Source material:

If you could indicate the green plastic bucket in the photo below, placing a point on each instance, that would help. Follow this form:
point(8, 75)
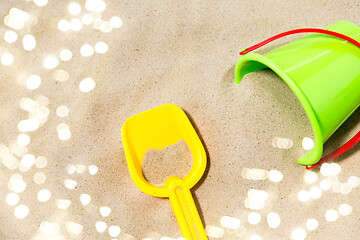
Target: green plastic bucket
point(323, 72)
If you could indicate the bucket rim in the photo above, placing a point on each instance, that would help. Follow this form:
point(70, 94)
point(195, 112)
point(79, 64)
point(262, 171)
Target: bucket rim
point(314, 155)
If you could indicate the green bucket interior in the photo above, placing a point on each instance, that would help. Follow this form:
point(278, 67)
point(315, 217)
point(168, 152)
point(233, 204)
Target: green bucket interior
point(323, 72)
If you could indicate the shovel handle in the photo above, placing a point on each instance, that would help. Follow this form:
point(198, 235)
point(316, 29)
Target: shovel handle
point(185, 210)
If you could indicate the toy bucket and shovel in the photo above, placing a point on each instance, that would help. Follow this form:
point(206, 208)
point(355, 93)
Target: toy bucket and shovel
point(324, 73)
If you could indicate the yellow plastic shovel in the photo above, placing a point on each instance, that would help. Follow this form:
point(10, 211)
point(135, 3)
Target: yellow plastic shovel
point(158, 128)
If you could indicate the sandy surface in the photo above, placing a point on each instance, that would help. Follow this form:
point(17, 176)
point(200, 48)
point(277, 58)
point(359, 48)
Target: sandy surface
point(180, 52)
point(160, 164)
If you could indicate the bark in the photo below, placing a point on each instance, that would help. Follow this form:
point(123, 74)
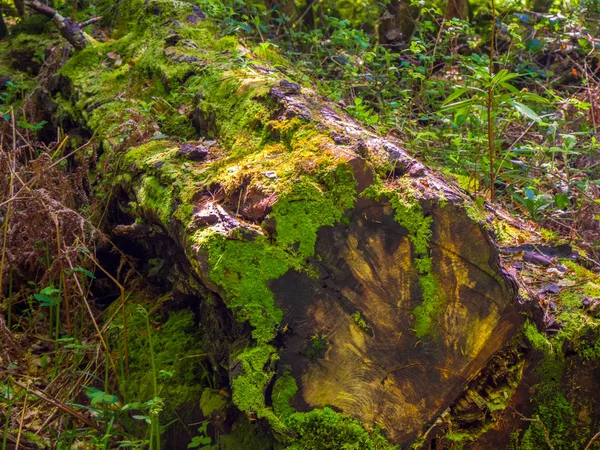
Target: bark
point(398, 22)
point(363, 275)
point(458, 9)
point(69, 29)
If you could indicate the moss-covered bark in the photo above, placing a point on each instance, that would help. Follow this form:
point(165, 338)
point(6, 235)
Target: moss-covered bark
point(300, 221)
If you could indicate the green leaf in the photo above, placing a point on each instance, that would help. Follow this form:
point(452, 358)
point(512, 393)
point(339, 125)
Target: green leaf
point(533, 45)
point(85, 271)
point(526, 111)
point(457, 93)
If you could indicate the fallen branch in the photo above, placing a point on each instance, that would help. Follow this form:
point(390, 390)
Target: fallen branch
point(69, 29)
point(60, 405)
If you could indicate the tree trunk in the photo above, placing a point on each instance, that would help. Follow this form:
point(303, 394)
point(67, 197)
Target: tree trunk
point(398, 23)
point(458, 9)
point(366, 282)
point(68, 28)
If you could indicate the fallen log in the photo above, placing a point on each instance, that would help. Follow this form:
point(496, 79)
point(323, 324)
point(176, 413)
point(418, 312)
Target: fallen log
point(370, 284)
point(68, 28)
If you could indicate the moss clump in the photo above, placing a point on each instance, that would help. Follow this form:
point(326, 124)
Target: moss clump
point(244, 435)
point(256, 371)
point(310, 206)
point(242, 269)
point(317, 346)
point(553, 408)
point(409, 214)
point(180, 378)
point(212, 402)
point(324, 429)
point(284, 389)
point(360, 321)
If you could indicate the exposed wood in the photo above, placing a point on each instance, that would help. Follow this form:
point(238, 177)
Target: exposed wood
point(398, 22)
point(388, 358)
point(458, 9)
point(69, 29)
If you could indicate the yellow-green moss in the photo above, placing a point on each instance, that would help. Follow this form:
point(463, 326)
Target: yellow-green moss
point(310, 206)
point(409, 214)
point(181, 379)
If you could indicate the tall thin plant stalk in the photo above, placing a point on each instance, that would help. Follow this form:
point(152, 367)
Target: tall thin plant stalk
point(490, 108)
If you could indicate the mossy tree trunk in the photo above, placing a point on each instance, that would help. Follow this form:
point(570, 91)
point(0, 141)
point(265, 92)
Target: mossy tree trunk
point(458, 9)
point(398, 22)
point(368, 283)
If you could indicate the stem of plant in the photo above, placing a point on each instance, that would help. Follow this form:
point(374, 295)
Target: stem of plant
point(9, 312)
point(7, 421)
point(490, 108)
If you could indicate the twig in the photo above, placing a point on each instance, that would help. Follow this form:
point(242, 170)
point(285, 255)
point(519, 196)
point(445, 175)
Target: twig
point(91, 313)
point(596, 436)
point(57, 403)
point(22, 420)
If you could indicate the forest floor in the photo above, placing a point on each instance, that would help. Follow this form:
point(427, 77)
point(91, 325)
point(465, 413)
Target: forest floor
point(59, 323)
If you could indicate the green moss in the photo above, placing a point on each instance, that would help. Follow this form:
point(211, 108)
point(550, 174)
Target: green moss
point(176, 344)
point(317, 346)
point(311, 206)
point(536, 339)
point(284, 389)
point(428, 313)
point(244, 435)
point(360, 321)
point(552, 407)
point(242, 269)
point(324, 429)
point(156, 197)
point(212, 402)
point(409, 214)
point(256, 372)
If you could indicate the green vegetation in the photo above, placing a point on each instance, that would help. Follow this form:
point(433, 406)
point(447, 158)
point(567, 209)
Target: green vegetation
point(506, 109)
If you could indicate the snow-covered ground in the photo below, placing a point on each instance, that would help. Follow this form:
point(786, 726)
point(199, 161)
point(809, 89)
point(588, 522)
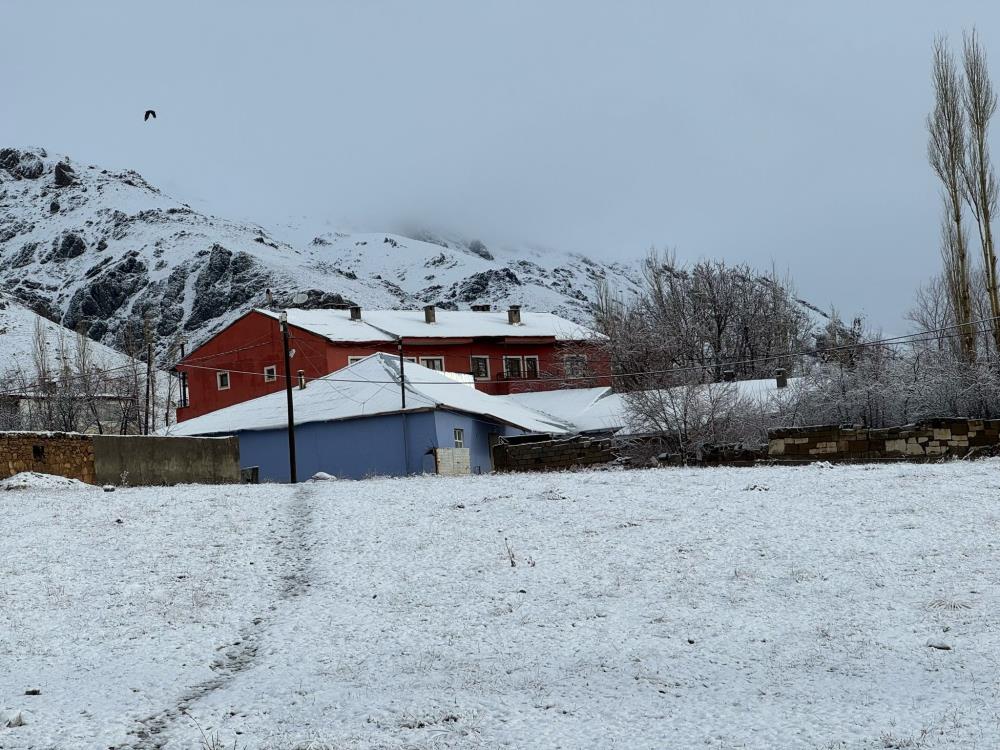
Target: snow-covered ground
point(784, 607)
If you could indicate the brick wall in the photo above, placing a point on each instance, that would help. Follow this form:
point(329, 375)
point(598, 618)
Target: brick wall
point(60, 453)
point(553, 455)
point(923, 441)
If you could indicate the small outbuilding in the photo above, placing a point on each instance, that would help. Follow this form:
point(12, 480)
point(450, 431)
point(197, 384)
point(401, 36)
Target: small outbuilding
point(368, 419)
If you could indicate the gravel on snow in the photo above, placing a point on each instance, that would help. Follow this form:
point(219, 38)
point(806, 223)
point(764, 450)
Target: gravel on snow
point(844, 607)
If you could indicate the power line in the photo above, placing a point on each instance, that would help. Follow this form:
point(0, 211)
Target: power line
point(902, 340)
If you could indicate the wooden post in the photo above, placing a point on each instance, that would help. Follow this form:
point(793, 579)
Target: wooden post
point(292, 468)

Problem description: Which lines of the records above contain the word "below"? Show each of them.

Expected output:
If you could indicate the green plastic bucket in the photo below, placing a point on each instance, that would help. Follow this form:
If you could indicate the bark in the photo below, placing a point on each instance, that would help. Follow this form:
If you could indicate the snow-covered ground in the photo below, placing a point on each instance, that would help. Follow this form:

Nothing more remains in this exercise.